**Extract to read:**
Sermon manuscript:
Today I’d like to speak about our will? Perhaps the first
thing that comes to mind is a person’s last will and testament. This is a
solemn declaration that a person makes about his or her property and effects—what
he or she wants to have done after death. A will is what someone wants to have
happen. And so we can talk about a person’s will in a different way than just
this last will and testament. We can speak about a person’s will as being what
a person wants, not just after death, but also as we live out our life.
What do you want? Whatever that might be is your will. If
you want water, then you just might get out of your chair to get some. If you
want entertainment, then you might turn on the TV or play a game. These are
some mundane examples. Our will might go after some higher goals.
We might want to be rich. We might want to be fit and
athletic. To fulfill these wants there is a lot that has to go into it. We
might have to spend time doing things that are tiresome to become rich. We
might have to quit eating some things we like, and start eating some things
that we don’t like, as well as spend time making our muscles ache in order to
be fit and athletic. So perhaps you can see that wanting something is one
thing. Actually achieving it is another. We all might want to be rich or fit,
but we might not want to do what is necessary to achieve those goals.

**Work to do:**
**1.** Write out the part of the sermon that begins at the words "We might want to be rich." and stops after "achieve those goals.", word for word.
**2.** Pick up the sermon about our will after its last sentence and keep it going.
You won't need the rows after this line for any of the work.

**Data records:**
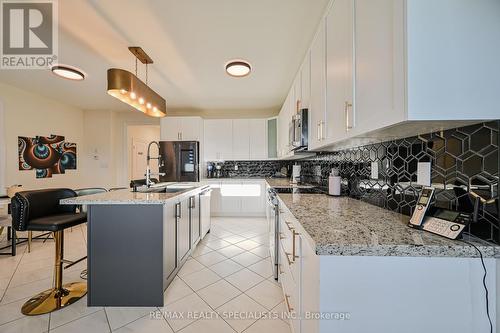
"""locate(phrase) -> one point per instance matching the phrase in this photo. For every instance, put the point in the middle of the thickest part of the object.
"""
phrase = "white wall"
(2, 152)
(27, 114)
(146, 133)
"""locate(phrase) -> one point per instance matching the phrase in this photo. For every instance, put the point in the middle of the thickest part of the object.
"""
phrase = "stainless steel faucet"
(148, 169)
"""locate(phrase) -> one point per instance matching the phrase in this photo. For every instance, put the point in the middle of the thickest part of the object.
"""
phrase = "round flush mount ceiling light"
(68, 72)
(238, 68)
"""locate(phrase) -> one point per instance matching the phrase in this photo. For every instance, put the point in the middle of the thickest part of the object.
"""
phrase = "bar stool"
(40, 211)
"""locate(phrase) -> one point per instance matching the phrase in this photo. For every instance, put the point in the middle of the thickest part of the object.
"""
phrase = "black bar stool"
(40, 211)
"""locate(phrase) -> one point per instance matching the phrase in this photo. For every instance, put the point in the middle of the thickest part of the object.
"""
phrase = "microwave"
(298, 130)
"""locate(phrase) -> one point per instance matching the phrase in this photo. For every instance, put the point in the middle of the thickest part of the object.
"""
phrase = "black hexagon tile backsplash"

**Per-task answers:**
**1.**
We might want to be rich. We might want to be fit and
athletic. To fulfill these wants there is a lot that has to go into it. We
might have to spend time doing things that are tiresome to become rich. We
might have to quit eating some things we like, and start eating some things
that we don’t like, as well as spend time making our muscles ache in order to
be fit and athletic. So perhaps you can see that wanting something is one
thing. Actually achieving it is another. We all might want to be rich or fit,
but we might not want to do what is necessary to achieve those goals.

**2.**
The Israelites, when they were slaves in Egypt, had
something that they wanted. They wanted to live in the land of Canaan, promised
to their forefathers, Abraham, Isaac, and Jacob. It was a land flowing with
milk and honey. But as they were making their way through the wilderness that
existed between Egypt and Canaan, they were thwarted by many things that they
did not want.
For example, in our Old Testament reading we heard about how
they were tested right away after passing through the Red Sea on their way to
Sinai. There was no water to drink. They, their children, and their livestock
were thirsty. So they quarreled with Moses and told him that this goal of going
to Canaan was a terrible idea. They would rather have stayed in Egypt.
There was no end to these kinds of challenges against God
and against his prophet Moses. Over and over again the people no longer wanted
to go to Canaan. It was too hard to go to Canaan. They didn’t have water or
food or weapons. One thing after another they lacked. They would have liked to
have lived in Canaan if it were easy, but, barring that, they would have rather
just eaten, drunk, and been merry.
As it turned out, the people that we heard about, this
generation of Israelites, ended up getting neither. They rebelled against God
who would have brought them into the promised land regardless of the
difficulties. God punished them with 40 years of wandering in the wilderness
until all of them were dead. None of them would make it into the promised land.
Plus they wouldn’t have the niceties of life that they had enjoyed in Egypt
even though they were slaves. They truly had tragic, miserable lives. They lost
God’s favor and they didn’t enjoy the creature comforts that caused them to
rebel against him in the first place. Such are the sorrows of the wicked that
even what they have is taken away from them.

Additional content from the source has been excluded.